_Exercise tasks:_
(1) Please output everything in the staph infection notice from "What You Need" down to "with staph infections.", with no changes.
(2) Answer these questions using the staph infection notice:
(a) What did the grandmother's white gloves do for her when she was out?
(b) Who is named beneath the paragraph about eating healthy foods and washing hands?
(c) Before which part of the day should elementary students especially wash their hands?
(3) Supply the next part of the staph infection notice, picking up right after its final sentence.

Remember how your grandmother always wore little white gloves when she went out? It wasn't just for fashion's sake. They kept her hands clean when she was out and not able to wash.

We don't wear white gloves anymore, but eating healthy foods, washing our hands regularly and using antibiotics wisely is the best way to protect ourselves and our loved ones.

Gina Carmichael, RN

For more information...
What You Need To Know About Staph/MRSA Skin Infections

District Actions:

  • Teachers, coaches, and nurses receive updated information through the campus administrators regarding students suspected or diagnosed with staph infections.
  • Elementary teachers plan for and ensure that students wash hands throughout the day, especially prior to lunch.
  • Secondary teachers reinforce with students the need for students to wash their hands regularly throughout the day.

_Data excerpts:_
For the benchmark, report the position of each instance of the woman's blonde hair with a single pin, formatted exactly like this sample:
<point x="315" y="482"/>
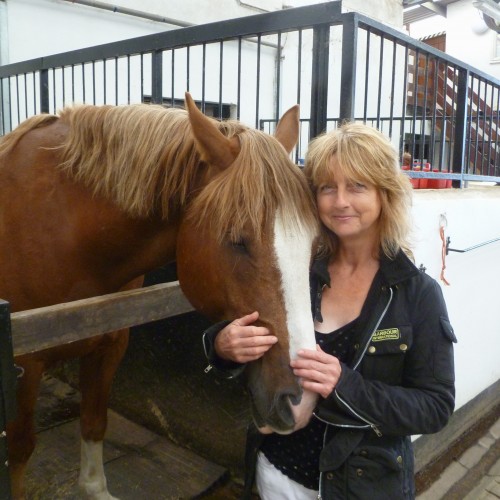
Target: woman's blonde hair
<point x="364" y="155"/>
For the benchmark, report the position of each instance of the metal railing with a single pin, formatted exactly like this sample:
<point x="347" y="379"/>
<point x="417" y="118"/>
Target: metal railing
<point x="336" y="66"/>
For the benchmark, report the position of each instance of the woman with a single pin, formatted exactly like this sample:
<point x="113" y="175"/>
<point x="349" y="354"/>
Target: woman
<point x="383" y="367"/>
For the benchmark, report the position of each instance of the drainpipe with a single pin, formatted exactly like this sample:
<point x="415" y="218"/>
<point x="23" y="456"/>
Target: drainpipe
<point x="131" y="12"/>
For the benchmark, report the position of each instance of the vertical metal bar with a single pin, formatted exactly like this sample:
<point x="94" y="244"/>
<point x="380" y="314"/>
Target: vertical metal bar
<point x="64" y="84"/>
<point x="17" y="100"/>
<point x="2" y="109"/>
<point x="469" y="127"/>
<point x="298" y="148"/>
<point x="319" y="79"/>
<point x="490" y="133"/>
<point x="380" y="73"/>
<point x="497" y="122"/>
<point x="415" y="103"/>
<point x="257" y="94"/>
<point x="172" y="79"/>
<point x="142" y="77"/>
<point x="10" y="102"/>
<point x="117" y="89"/>
<point x="73" y="82"/>
<point x="460" y="123"/>
<point x="104" y="81"/>
<point x="128" y="79"/>
<point x="424" y="112"/>
<point x="25" y="96"/>
<point x="278" y="80"/>
<point x="203" y="75"/>
<point x="221" y="73"/>
<point x="238" y="91"/>
<point x="435" y="83"/>
<point x="403" y="106"/>
<point x="444" y="120"/>
<point x="367" y="74"/>
<point x="44" y="91"/>
<point x="157" y="76"/>
<point x="478" y="113"/>
<point x="452" y="117"/>
<point x="93" y="84"/>
<point x="393" y="82"/>
<point x="8" y="386"/>
<point x="187" y="68"/>
<point x="83" y="83"/>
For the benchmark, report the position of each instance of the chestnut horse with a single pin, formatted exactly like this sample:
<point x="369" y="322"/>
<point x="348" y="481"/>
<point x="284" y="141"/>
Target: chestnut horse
<point x="93" y="198"/>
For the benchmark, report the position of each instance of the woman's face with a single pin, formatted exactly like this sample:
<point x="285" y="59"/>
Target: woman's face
<point x="349" y="209"/>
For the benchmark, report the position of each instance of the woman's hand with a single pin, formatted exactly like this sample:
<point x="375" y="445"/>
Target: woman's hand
<point x="241" y="341"/>
<point x="319" y="372"/>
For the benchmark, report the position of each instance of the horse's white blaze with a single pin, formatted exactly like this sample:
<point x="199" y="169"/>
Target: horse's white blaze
<point x="92" y="480"/>
<point x="293" y="254"/>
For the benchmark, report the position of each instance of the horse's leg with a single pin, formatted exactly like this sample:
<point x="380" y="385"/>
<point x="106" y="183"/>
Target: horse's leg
<point x="21" y="432"/>
<point x="97" y="370"/>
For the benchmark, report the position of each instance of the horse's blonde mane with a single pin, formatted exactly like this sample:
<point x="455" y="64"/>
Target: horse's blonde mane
<point x="261" y="181"/>
<point x="144" y="158"/>
<point x="141" y="156"/>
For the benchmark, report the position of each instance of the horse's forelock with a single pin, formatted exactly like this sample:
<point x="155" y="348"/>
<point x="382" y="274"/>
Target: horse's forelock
<point x="260" y="182"/>
<point x="141" y="156"/>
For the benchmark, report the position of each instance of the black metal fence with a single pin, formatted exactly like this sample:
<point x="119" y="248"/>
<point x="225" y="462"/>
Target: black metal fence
<point x="444" y="114"/>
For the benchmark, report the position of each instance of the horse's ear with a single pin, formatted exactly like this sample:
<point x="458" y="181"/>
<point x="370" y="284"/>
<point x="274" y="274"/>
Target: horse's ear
<point x="213" y="146"/>
<point x="287" y="130"/>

_Expected outputs:_
(1)
What You Need To Know About Staph/MRSA Skin Infections

District Actions:

  • Teachers, coaches, and nurses receive updated information through the campus administrators regarding students suspected or diagnosed with staph infections.

(2)
(a) They kept her hands clean when she was out and not able to wash.
(b) Gina Carmichael, RN.
(c) Before lunch.

(3)
  • Our custodial staff has and will continue to disinfect classrooms, hallways, lockers, restrooms, the cafeteria and library as well as all drinking fountains, vending machines and other common areas.
  • Supervisory custodians have variable schedules to allow them opportunities to supervise both daytime and nighttime cleaning.
  • The district is in the process of installing hand-sanitizers in locker rooms and weight room.
  • When a carrier of a staph infection is identified, specialized efforts and cleaners are concentrated in the specific areas of the building that the individual frequents.

Parent Actions:

  • Reinforce with your student that they should not share grooming products (razors, make-up, deodorant, soap, hair brushes)
  • Athletes should shower upon arriving at home, especially if your student does not shower at school following after-school practices.
  • Have your student bring home gym clothes twice each week or more.
  • Encourage student-athletes to wear flip-flops in the shower at school.
  • Students in physical education classes must bring personal towels from home each day for showering. Allowing towels to hang in an athletic locker provides the opportunity for bacteria to multiply.
  • Report diagnosed staph infections to the school nurse, immediately
  • Encourage your student to wear shorts/skirts long enough to cover the backs of their legs when seated.